Work instructions:
Can you copy out the material, starting with its first line and going on through the line with "[105,144,115,170]", with every request kept as it is and each bounding-box coordinate in the answers increased by 149?

Provided data:
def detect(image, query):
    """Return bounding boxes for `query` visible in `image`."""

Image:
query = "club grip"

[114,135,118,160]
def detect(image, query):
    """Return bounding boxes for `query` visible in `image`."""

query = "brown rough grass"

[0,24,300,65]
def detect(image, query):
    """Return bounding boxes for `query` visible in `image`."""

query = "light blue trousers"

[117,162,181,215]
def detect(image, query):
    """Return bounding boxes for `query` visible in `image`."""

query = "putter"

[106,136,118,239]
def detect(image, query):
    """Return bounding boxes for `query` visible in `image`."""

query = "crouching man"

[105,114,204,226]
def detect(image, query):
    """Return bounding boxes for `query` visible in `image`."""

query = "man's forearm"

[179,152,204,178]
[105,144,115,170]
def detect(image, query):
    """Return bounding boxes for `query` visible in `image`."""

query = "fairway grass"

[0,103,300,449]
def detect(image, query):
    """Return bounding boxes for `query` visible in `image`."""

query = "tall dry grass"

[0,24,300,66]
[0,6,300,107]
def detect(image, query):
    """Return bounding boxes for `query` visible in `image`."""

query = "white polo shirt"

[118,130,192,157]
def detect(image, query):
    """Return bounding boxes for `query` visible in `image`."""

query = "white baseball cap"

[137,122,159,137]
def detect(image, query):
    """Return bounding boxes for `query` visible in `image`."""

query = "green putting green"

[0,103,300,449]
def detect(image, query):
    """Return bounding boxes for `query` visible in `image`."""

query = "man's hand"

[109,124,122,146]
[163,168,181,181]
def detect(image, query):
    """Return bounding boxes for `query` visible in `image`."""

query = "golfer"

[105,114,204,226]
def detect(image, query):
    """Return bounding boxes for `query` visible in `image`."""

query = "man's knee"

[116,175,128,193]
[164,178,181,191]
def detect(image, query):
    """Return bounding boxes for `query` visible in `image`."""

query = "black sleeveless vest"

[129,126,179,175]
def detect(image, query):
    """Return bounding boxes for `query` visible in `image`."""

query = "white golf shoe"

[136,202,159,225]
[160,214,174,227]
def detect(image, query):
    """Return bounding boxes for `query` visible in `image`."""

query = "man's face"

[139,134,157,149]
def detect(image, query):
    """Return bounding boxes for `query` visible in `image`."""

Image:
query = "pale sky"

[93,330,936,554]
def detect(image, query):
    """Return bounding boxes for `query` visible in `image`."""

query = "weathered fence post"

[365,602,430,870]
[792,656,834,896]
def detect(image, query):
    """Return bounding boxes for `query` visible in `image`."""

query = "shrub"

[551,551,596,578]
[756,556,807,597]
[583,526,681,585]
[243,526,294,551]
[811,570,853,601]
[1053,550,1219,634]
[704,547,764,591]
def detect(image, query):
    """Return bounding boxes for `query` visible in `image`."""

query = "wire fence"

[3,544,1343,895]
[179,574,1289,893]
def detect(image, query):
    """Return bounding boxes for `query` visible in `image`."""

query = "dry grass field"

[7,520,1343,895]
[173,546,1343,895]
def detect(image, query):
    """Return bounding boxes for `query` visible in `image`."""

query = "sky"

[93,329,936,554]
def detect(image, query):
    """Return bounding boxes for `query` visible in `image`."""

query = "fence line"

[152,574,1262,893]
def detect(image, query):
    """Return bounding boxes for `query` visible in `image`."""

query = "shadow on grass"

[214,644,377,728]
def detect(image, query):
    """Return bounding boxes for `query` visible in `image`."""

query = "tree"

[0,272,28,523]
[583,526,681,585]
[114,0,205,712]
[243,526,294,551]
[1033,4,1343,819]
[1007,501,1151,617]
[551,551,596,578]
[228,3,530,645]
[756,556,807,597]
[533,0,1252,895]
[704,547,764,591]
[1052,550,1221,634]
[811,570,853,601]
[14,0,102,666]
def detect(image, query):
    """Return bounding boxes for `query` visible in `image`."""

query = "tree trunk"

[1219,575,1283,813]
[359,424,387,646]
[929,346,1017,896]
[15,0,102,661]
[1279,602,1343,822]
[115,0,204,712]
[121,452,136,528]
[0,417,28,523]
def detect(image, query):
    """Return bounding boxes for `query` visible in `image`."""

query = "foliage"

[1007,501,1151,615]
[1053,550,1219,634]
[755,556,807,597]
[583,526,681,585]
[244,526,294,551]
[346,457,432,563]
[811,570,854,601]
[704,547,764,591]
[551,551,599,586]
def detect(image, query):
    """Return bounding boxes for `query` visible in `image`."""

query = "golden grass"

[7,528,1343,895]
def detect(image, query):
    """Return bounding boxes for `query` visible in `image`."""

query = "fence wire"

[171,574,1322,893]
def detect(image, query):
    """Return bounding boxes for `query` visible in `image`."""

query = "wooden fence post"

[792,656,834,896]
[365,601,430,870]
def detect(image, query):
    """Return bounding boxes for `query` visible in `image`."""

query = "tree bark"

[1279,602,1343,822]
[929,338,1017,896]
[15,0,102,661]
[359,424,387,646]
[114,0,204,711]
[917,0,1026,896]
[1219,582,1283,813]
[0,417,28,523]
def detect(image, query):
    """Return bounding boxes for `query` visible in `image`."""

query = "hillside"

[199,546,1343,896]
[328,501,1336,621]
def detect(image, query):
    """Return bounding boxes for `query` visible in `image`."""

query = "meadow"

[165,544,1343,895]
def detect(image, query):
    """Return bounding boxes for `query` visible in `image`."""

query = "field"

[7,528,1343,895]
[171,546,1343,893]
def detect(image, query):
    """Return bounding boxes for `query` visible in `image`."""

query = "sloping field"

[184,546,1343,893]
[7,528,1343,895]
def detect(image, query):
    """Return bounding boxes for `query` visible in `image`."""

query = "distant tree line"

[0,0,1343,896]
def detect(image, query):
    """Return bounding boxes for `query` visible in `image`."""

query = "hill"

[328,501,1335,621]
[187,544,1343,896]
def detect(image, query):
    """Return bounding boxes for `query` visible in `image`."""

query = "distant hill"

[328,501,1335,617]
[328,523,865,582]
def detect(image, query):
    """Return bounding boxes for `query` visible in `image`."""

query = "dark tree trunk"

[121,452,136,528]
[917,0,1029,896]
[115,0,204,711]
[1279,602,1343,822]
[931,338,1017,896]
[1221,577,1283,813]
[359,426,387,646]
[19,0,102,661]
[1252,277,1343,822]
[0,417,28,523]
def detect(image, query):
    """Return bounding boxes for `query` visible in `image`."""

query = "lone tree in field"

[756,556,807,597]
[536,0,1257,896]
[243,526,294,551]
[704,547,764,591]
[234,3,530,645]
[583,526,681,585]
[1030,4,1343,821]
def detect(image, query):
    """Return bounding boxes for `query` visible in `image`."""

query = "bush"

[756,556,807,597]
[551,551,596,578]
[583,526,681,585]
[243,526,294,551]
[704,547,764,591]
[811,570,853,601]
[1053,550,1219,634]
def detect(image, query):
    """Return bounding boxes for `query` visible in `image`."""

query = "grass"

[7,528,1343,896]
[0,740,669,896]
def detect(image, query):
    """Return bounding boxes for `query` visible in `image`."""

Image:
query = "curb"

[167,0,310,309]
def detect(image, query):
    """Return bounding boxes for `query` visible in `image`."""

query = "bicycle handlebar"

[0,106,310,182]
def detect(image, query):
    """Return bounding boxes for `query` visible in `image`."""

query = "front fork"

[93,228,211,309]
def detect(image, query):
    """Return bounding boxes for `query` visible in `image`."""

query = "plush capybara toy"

Correct result:
def detect(image, query):
    """Return bounding boxes for `query` visible in `image`."""

Image:
query = "club grip"

[263,284,267,309]
def detect(image, query):
    """Return bounding boxes for `query` visible in `image`."""

query = "brown rough grass"

[149,173,449,214]
def detect(image, query):
    """Return bounding boxes for `query` visible in `image`."""

query = "light blue trousers"

[266,311,330,364]
def detect(image, query):
    """Return bounding boxes for `query` visible in `image`."""

query = "putter"

[255,285,267,388]
def detect(image, query):
    """Return bounding boxes for `query` visible in `image`."""

query = "crouching man"

[254,263,353,375]
def detect(image, query):
    """Return bounding boxes for `query` visible in `image`."""

query = "man's forearm"

[328,301,353,327]
[254,293,264,319]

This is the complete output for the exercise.